● **WORK TO BE COMPLETED**
The job is to find each line of the records below that includes the word "wooden" and copy it.
╭─ MATERIAL FOR THIS EXERCISE
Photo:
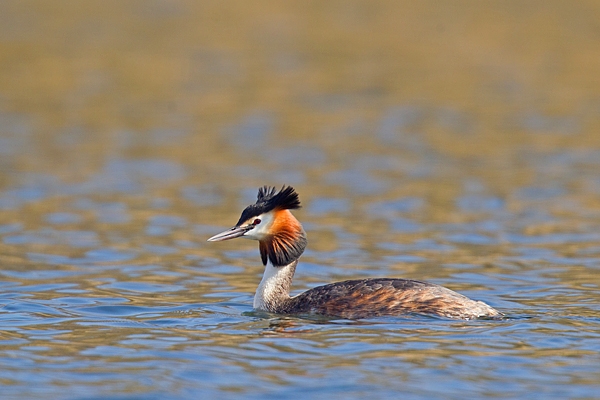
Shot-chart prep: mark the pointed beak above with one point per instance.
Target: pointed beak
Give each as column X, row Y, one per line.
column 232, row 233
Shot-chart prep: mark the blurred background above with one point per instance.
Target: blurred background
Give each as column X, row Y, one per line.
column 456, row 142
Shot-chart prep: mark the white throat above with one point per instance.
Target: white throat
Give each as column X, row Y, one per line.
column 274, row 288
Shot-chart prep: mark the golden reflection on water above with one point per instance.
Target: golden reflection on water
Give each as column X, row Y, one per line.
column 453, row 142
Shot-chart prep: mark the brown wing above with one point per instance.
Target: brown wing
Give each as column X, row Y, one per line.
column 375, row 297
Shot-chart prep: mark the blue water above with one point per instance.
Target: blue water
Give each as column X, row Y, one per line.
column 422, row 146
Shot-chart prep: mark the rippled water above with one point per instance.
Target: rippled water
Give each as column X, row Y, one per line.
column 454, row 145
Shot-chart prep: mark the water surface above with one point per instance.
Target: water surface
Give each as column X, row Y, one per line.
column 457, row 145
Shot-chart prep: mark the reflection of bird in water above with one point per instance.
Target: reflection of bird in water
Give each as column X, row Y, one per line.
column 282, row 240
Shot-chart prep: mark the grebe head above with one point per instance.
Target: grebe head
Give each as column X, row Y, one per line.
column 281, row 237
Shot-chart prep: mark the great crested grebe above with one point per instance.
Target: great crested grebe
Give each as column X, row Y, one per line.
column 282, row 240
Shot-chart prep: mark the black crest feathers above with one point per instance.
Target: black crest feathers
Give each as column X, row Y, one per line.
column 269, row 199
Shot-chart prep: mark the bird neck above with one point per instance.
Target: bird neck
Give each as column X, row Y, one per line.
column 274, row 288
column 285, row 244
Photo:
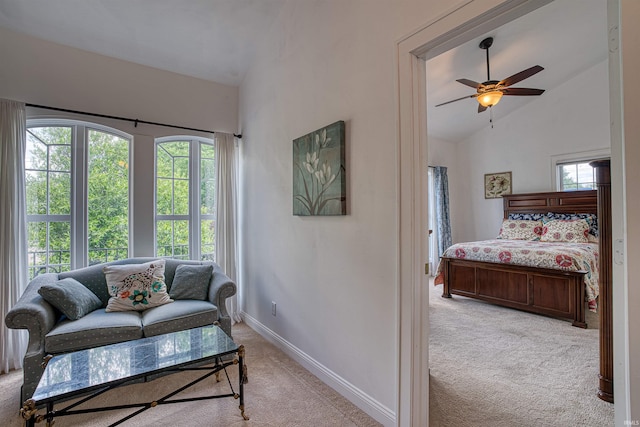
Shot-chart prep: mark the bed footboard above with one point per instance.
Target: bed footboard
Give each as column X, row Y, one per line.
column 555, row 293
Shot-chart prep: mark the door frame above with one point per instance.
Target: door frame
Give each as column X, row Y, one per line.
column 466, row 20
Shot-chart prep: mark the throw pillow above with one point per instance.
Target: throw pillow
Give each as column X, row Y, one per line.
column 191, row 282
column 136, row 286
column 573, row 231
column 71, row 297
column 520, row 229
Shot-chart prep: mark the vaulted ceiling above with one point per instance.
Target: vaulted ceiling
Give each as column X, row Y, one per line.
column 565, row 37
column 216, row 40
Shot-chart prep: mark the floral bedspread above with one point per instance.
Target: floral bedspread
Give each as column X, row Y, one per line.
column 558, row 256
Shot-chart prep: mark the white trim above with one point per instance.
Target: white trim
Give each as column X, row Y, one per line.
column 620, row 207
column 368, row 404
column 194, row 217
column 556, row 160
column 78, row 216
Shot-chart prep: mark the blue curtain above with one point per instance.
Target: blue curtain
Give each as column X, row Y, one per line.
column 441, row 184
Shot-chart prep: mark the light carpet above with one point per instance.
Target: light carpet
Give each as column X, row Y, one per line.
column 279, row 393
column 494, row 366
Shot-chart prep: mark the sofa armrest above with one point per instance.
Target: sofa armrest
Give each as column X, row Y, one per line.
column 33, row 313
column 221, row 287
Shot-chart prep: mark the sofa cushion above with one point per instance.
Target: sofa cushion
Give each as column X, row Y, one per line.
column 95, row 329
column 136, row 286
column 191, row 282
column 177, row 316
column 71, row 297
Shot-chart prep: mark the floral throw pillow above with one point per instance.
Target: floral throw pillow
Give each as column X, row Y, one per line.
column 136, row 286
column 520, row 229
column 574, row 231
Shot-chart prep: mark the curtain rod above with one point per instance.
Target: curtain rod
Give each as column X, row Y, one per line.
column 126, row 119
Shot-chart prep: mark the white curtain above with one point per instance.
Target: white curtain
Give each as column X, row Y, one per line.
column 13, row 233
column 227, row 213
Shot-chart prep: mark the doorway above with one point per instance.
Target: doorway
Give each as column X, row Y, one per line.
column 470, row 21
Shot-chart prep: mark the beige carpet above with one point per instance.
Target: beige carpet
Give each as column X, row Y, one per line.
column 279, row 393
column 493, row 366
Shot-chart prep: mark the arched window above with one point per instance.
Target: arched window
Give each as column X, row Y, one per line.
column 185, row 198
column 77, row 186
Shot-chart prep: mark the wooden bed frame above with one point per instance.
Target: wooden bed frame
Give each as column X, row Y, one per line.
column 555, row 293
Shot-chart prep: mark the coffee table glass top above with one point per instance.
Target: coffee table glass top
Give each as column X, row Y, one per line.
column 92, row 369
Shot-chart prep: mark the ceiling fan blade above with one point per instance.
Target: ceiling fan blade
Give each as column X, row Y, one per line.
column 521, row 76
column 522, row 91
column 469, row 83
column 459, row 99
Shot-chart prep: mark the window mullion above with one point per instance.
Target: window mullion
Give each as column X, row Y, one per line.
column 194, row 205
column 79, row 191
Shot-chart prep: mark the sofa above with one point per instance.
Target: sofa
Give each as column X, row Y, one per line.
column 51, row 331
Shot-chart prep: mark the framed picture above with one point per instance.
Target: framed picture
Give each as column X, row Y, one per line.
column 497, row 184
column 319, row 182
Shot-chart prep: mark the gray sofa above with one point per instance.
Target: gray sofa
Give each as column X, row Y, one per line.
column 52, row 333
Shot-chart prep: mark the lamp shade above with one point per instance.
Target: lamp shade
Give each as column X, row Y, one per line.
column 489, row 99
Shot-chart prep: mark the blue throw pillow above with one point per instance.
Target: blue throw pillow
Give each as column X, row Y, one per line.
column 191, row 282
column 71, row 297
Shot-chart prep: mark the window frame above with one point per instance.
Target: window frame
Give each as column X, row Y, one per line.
╰─
● **FINISHED EXERCISE**
Shot-chart prep: mark the wooden bed frame above with one point per instance.
Target: wooden bed frame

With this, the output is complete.